• SOURCE TEXT:
════
Thinking Memetically

I’ve almost finished reading The Selfish Gene, by Richard Dawkins. I have been wanting to read this for almost ten years, ever since Julien read it and told me about it. This book has now changed the way I look at the world. I mean, yeah, we all know that evolution is the shit, right? But this book makes it clear that evolution is the shit. And this is because it’s a process that is not confined to biological, genetic evolution. Any time there is anything that can self-replicate almost — but not quite — perfectly, it will be swept up in an evolving tide. So a computer program that replicates a bunch of programs in a sandbox to model evolution? That is not just a model of evolution, that is evolution.

Perhaps the most intriguing application of this is the meme: the unit* of information that can be passed along from person to person. “God” is a powerful meme, for instance, that ensures its own survival by having several qualities that cause it to be replicated. Prime among these would be evangelism, the offer of hope and love to those who have neither, intolerance of heathens, commandments to have lots of children, and so on.

And here’s an interesting point Dawkins makes: priestly chastity is itself a meme that has had some pretty good replicative powers. Chastity makes no sense in genetic terms (unless we’re talking about social insects or naked mole rats**) but in memetic terms, it creates a class of people who are able to dedicate much more time to the propagation of the “religion” meme than if they had a family to deal with. A priest who takes a vow of chastity is a more effective meme-spreading tool. This can be partially an algebraic effect of time allocation, and partially the effect of giving an impression of being special, larger-than-life, a beacon of religion for others to flock to. Someone who takes a vow of chastity has put themself on a level higher than the masses and instilled in themself an aura of authority. This all helps the meme propagate, as people look up to and ultimately emulate this priest.
════
• PROVIDED DATA:
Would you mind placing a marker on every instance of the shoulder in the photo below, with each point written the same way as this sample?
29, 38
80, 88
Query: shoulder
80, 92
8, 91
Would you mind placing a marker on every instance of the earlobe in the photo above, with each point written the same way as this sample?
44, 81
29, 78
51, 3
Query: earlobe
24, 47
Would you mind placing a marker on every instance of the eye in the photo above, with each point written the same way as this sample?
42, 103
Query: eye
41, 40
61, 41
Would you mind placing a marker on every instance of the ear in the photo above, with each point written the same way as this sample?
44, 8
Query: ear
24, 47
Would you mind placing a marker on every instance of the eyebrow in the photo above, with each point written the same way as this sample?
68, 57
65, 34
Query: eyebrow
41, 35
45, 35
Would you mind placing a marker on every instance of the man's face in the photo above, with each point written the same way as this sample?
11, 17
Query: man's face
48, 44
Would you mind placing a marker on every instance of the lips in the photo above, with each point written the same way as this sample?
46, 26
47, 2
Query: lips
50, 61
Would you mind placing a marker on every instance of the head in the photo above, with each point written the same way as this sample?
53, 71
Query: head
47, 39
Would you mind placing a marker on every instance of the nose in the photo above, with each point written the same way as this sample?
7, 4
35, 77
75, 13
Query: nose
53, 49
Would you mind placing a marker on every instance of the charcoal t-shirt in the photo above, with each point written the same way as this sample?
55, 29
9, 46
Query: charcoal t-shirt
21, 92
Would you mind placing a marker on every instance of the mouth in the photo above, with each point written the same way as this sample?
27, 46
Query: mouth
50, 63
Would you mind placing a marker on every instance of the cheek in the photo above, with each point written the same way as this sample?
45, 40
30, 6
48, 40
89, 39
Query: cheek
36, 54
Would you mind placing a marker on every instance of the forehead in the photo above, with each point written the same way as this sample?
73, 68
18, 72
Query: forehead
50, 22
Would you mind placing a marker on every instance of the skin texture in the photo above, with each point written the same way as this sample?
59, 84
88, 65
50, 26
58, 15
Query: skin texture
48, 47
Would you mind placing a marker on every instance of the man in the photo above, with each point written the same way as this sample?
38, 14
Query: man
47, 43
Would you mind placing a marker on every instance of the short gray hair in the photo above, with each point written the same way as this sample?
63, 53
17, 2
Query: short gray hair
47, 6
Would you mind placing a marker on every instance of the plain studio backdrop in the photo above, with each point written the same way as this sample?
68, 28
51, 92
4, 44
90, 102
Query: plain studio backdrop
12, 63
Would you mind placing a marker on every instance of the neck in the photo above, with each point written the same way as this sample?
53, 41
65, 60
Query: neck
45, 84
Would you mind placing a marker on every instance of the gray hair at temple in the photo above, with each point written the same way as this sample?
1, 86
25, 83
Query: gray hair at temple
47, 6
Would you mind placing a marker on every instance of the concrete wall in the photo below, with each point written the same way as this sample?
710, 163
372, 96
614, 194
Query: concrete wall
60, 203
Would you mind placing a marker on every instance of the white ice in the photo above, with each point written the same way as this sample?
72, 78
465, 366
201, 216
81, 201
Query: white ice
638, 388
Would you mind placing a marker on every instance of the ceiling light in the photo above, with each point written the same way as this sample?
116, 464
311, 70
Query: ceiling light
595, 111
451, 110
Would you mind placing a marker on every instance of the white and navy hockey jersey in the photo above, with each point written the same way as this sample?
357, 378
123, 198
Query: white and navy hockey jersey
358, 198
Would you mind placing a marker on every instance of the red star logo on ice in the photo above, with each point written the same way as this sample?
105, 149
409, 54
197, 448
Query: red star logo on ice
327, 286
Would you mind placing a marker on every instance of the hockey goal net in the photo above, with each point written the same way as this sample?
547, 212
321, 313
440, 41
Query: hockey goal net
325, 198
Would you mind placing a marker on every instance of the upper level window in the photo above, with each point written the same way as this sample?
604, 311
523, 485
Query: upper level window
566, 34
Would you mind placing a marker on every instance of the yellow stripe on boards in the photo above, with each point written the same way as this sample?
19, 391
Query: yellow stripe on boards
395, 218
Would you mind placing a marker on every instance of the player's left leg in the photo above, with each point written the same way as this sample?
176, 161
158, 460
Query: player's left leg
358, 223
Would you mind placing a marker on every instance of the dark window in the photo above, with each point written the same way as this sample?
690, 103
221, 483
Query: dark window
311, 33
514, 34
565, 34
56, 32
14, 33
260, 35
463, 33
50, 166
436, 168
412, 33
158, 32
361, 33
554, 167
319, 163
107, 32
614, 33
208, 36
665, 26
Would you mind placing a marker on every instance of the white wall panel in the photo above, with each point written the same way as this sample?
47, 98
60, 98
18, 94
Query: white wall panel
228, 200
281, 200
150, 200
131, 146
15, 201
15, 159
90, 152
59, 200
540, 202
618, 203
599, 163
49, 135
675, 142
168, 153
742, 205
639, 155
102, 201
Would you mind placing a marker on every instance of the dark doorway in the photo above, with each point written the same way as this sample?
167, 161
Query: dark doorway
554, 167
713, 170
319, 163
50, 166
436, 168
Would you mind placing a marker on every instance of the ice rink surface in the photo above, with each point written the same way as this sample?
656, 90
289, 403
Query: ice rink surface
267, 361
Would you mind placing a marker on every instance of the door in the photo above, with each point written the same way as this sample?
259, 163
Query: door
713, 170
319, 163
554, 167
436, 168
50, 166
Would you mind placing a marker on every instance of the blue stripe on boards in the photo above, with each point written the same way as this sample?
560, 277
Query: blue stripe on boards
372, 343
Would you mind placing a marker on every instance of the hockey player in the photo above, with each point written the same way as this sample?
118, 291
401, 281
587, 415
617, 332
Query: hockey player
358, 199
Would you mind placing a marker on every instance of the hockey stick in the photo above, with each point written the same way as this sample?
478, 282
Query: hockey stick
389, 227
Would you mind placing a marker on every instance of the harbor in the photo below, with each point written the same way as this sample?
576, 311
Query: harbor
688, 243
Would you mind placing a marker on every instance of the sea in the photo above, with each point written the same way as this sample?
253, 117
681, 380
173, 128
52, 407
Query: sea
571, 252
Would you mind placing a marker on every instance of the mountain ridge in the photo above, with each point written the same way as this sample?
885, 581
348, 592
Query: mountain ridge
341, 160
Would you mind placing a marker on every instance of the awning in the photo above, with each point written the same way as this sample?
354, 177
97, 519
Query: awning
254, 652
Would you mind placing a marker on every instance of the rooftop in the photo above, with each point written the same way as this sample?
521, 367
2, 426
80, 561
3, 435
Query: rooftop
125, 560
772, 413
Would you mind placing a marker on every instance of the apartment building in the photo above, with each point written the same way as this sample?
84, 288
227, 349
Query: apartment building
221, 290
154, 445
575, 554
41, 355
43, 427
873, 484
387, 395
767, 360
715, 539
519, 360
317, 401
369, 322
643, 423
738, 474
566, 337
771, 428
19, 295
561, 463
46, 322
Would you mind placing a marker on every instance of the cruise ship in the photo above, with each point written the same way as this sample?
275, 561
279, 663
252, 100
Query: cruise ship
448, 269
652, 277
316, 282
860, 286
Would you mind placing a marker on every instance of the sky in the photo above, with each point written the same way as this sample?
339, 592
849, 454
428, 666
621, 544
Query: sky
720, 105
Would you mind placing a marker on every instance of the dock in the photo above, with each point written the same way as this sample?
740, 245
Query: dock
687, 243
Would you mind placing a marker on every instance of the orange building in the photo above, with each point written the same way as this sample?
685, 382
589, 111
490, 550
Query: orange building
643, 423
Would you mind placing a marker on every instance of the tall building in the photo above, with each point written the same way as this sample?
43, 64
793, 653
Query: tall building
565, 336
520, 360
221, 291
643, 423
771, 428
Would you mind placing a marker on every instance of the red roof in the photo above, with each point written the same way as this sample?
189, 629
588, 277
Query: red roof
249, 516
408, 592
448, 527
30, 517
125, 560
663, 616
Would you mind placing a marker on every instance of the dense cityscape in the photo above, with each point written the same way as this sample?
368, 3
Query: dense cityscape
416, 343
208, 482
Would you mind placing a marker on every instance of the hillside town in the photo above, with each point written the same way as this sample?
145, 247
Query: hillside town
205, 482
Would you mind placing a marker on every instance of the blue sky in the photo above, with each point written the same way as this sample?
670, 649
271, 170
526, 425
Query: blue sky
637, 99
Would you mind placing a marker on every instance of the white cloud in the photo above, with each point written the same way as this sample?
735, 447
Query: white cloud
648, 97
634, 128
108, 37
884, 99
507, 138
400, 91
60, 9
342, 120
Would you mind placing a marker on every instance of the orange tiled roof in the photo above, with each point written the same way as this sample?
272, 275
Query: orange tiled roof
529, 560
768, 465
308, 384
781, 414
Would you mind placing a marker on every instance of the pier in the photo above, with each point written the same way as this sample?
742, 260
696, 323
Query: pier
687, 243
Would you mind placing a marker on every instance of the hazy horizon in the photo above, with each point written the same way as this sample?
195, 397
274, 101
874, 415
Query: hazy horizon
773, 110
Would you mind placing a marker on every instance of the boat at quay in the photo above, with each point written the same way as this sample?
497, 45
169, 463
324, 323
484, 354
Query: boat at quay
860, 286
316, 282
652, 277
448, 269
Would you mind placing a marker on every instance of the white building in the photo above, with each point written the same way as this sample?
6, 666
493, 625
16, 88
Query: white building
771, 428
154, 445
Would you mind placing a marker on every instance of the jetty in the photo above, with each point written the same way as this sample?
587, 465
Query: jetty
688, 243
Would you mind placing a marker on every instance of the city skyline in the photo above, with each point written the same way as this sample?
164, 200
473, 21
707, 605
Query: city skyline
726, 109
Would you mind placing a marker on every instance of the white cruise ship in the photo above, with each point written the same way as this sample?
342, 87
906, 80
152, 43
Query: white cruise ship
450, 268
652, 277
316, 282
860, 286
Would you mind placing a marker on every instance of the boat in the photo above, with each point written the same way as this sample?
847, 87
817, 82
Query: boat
════
• WHAT YOU HAVE TO DO: From the text on thinking memetically, list every quality named as helping the "God" meme get replicated. The records have nothing to do with this task.

• WRITTEN SOLUTION:
- Evangelism
- The offer of hope and love to those who have neither
- Intolerance of heathens
- Commandments to have lots of children